___ INPUT RECORDS

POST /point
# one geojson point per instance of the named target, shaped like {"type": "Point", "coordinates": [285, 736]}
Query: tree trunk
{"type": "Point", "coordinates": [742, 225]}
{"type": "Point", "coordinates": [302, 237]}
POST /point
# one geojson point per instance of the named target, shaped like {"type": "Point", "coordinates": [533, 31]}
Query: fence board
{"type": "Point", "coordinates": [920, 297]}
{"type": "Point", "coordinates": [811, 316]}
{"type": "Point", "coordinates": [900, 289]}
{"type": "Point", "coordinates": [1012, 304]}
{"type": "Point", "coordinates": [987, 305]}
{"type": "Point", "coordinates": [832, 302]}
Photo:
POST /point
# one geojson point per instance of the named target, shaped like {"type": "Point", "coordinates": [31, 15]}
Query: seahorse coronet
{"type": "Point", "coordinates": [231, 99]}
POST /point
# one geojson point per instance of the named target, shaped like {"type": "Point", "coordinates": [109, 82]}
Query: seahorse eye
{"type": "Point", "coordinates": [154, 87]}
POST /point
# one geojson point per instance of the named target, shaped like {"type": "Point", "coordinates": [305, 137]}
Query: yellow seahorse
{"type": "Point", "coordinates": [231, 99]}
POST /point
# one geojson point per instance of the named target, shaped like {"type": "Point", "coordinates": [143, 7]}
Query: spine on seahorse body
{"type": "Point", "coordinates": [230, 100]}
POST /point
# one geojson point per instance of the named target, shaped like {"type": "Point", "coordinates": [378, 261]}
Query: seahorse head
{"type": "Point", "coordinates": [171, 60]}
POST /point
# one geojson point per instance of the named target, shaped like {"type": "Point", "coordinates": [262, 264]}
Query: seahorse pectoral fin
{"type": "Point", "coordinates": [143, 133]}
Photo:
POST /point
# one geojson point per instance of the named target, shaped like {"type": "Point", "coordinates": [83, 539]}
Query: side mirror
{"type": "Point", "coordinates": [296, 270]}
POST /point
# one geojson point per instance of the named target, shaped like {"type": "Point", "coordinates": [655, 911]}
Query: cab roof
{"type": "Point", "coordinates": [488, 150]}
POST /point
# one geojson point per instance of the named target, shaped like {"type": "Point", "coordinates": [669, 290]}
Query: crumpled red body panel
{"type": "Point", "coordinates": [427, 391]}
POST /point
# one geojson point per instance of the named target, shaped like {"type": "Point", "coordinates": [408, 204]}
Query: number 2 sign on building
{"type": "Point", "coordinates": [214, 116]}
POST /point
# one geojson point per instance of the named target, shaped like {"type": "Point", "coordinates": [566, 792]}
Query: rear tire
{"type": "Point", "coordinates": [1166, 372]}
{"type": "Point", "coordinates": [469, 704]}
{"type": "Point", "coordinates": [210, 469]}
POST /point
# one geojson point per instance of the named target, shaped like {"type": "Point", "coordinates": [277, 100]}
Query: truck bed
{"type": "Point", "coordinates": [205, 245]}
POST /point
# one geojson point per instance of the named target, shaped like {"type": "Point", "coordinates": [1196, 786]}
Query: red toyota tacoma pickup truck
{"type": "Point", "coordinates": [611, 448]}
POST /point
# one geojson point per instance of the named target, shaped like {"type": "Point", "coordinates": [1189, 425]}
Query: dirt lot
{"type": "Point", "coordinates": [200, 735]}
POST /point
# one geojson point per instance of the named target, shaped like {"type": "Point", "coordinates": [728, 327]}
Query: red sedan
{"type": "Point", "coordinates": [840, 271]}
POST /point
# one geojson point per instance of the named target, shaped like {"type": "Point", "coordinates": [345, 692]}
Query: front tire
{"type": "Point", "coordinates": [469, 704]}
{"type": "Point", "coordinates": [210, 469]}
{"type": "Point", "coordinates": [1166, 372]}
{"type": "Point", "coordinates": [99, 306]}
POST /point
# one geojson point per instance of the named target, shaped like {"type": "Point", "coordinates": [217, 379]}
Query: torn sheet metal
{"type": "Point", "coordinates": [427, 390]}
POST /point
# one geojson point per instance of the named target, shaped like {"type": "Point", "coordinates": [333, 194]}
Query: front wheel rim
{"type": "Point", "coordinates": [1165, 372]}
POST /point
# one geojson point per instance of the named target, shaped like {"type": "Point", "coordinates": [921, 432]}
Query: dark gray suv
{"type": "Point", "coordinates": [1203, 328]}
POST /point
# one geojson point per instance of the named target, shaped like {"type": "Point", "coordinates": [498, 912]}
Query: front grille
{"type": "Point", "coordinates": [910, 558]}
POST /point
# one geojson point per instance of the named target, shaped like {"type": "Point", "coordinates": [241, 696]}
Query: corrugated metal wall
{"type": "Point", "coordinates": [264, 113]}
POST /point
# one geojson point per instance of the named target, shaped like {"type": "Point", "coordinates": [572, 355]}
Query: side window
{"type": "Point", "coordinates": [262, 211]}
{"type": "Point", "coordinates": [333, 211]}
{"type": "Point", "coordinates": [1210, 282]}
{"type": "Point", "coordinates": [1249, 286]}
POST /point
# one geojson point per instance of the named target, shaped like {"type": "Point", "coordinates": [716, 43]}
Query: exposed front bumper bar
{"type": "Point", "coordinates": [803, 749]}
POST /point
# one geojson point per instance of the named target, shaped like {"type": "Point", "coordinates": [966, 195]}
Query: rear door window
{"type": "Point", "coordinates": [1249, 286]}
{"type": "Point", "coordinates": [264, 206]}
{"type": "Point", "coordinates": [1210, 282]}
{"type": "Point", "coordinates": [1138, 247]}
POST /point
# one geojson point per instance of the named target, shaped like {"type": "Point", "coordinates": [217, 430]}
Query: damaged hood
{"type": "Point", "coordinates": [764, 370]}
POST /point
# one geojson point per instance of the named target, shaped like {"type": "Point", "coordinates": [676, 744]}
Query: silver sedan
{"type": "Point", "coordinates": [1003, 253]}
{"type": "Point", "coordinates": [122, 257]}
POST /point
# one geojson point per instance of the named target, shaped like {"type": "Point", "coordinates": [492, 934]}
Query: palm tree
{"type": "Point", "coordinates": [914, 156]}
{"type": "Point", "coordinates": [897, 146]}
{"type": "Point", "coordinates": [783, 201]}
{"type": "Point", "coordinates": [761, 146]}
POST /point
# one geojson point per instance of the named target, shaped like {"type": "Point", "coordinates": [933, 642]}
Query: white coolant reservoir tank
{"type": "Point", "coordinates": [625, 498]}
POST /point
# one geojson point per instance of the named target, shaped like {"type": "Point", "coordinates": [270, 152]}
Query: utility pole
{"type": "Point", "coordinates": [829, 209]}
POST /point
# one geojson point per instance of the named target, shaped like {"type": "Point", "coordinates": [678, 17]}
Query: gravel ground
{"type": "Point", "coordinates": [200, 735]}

______

YOUR ASSIGNMENT
The answer is the full data, repeated exactly as shown.

SOLUTION TO THIS EXERCISE
POST /point
# one geojson point per instance of the named target, shaped like {"type": "Point", "coordinates": [285, 736]}
Query: tree trunk
{"type": "Point", "coordinates": [742, 225]}
{"type": "Point", "coordinates": [302, 237]}
POST /point
# one geojson point per instance of the named target, shaped like {"type": "Point", "coordinates": [533, 31]}
Query: fence board
{"type": "Point", "coordinates": [920, 297]}
{"type": "Point", "coordinates": [811, 316]}
{"type": "Point", "coordinates": [900, 289]}
{"type": "Point", "coordinates": [1012, 304]}
{"type": "Point", "coordinates": [987, 305]}
{"type": "Point", "coordinates": [832, 302]}
Photo:
POST /point
# one geojson point per instance of the named target, shaped like {"type": "Point", "coordinates": [31, 15]}
Query: seahorse coronet
{"type": "Point", "coordinates": [231, 99]}
POST /point
# one geojson point per instance of the named target, shaped like {"type": "Point", "coordinates": [109, 82]}
Query: seahorse eye
{"type": "Point", "coordinates": [154, 87]}
POST /point
# one geojson point per instance of the named target, shaped like {"type": "Point", "coordinates": [305, 137]}
Query: yellow seahorse
{"type": "Point", "coordinates": [231, 99]}
POST /point
# one geojson point per instance of the named target, shaped like {"type": "Point", "coordinates": [143, 7]}
Query: spine on seahorse body
{"type": "Point", "coordinates": [230, 100]}
POST /point
# one geojson point per instance of the named target, shaped like {"type": "Point", "coordinates": [378, 261]}
Query: seahorse head
{"type": "Point", "coordinates": [171, 60]}
POST /point
# one geojson point per instance of the named target, shaped like {"type": "Point", "coordinates": [262, 264]}
Query: seahorse pectoral fin
{"type": "Point", "coordinates": [143, 133]}
Photo:
POST /point
# one geojson point per instance of the named target, shaped like {"type": "Point", "coordinates": [83, 539]}
Query: side mirror
{"type": "Point", "coordinates": [296, 270]}
POST /point
# one geojson point per instance of the named target, shaped like {"type": "Point", "coordinates": [655, 911]}
Query: cab roof
{"type": "Point", "coordinates": [488, 150]}
POST /point
# one geojson point per instance of the named target, shaped like {"type": "Point", "coordinates": [669, 290]}
Query: crumpled red body panel
{"type": "Point", "coordinates": [427, 391]}
POST /point
# one geojson point per instance of the named target, shaped like {"type": "Point", "coordinates": [408, 204]}
Query: number 2 sign on building
{"type": "Point", "coordinates": [214, 116]}
POST /point
# one geojson point per instance of the named target, shaped like {"type": "Point", "coordinates": [566, 792]}
Query: rear tire
{"type": "Point", "coordinates": [1166, 372]}
{"type": "Point", "coordinates": [469, 704]}
{"type": "Point", "coordinates": [210, 469]}
POST /point
# one geojson point per instance of the named target, shaped like {"type": "Point", "coordinates": [277, 100]}
Query: truck bed
{"type": "Point", "coordinates": [205, 245]}
POST /point
# one geojson point per instance of the named target, shaped like {"type": "Point", "coordinates": [1196, 786]}
Query: red toyota tacoma pickup truck
{"type": "Point", "coordinates": [611, 448]}
POST /point
# one geojson point per instance of the named target, shaped like {"type": "Point", "coordinates": [1189, 425]}
Query: dirt lot
{"type": "Point", "coordinates": [200, 735]}
POST /point
# one geojson point per instance of the named target, shaped like {"type": "Point", "coordinates": [728, 327]}
Query: red sedan
{"type": "Point", "coordinates": [840, 271]}
POST /point
# one geojson point per instance of the named target, shaped like {"type": "Point", "coordinates": [345, 692]}
Query: front tire
{"type": "Point", "coordinates": [469, 704]}
{"type": "Point", "coordinates": [210, 469]}
{"type": "Point", "coordinates": [1166, 372]}
{"type": "Point", "coordinates": [99, 306]}
POST /point
# one geojson point per instance of the named target, shaped like {"type": "Point", "coordinates": [217, 379]}
Query: torn sheet metal
{"type": "Point", "coordinates": [427, 390]}
POST /point
# one geojson point per instance of the named target, shaped like {"type": "Point", "coordinates": [333, 194]}
Query: front wheel rim
{"type": "Point", "coordinates": [1165, 372]}
POST /point
# one geojson point per instance of the named target, shaped like {"type": "Point", "coordinates": [921, 432]}
Query: dark gray suv
{"type": "Point", "coordinates": [1203, 328]}
POST /point
# one geojson point per instance of the named target, shaped like {"type": "Point", "coordinates": [498, 912]}
Query: front grille
{"type": "Point", "coordinates": [910, 558]}
POST /point
# one geojson point per instance of the named target, shaped like {"type": "Point", "coordinates": [241, 696]}
Query: corrugated metal wall
{"type": "Point", "coordinates": [264, 113]}
POST /point
# one geojson point per instance of the named target, shaped like {"type": "Point", "coordinates": [572, 355]}
Query: side window
{"type": "Point", "coordinates": [262, 211]}
{"type": "Point", "coordinates": [333, 211]}
{"type": "Point", "coordinates": [1210, 282]}
{"type": "Point", "coordinates": [1249, 286]}
POST /point
# one geojson point per instance of the named target, shaped like {"type": "Point", "coordinates": [716, 43]}
Query: exposed front bumper bar
{"type": "Point", "coordinates": [803, 749]}
POST /point
# one geojson point per instance of the named target, shaped like {"type": "Point", "coordinates": [966, 195]}
Query: rear door window
{"type": "Point", "coordinates": [1249, 286]}
{"type": "Point", "coordinates": [264, 206]}
{"type": "Point", "coordinates": [1210, 282]}
{"type": "Point", "coordinates": [1138, 247]}
POST /point
# one geojson point per instance of the named target, shaped like {"type": "Point", "coordinates": [217, 430]}
Query: damaged hood
{"type": "Point", "coordinates": [764, 370]}
POST /point
# one geojson point per instance of the named target, shaped like {"type": "Point", "coordinates": [676, 744]}
Query: silver sedan
{"type": "Point", "coordinates": [1003, 253]}
{"type": "Point", "coordinates": [122, 257]}
POST /point
# one geojson point per instance of the named target, shaped like {"type": "Point", "coordinates": [492, 934]}
Query: palm tree
{"type": "Point", "coordinates": [914, 156]}
{"type": "Point", "coordinates": [897, 146]}
{"type": "Point", "coordinates": [783, 201]}
{"type": "Point", "coordinates": [761, 146]}
POST /point
# one geojson point per instance of the named target, shaped like {"type": "Point", "coordinates": [933, 642]}
Query: white coolant reservoir tank
{"type": "Point", "coordinates": [625, 498]}
POST /point
# one geojson point per instance of the named target, shaped like {"type": "Point", "coordinates": [270, 152]}
Query: utility pole
{"type": "Point", "coordinates": [829, 209]}
POST /point
# one geojson point per instance of the named target, shaped like {"type": "Point", "coordinates": [678, 17]}
Query: gravel ground
{"type": "Point", "coordinates": [200, 735]}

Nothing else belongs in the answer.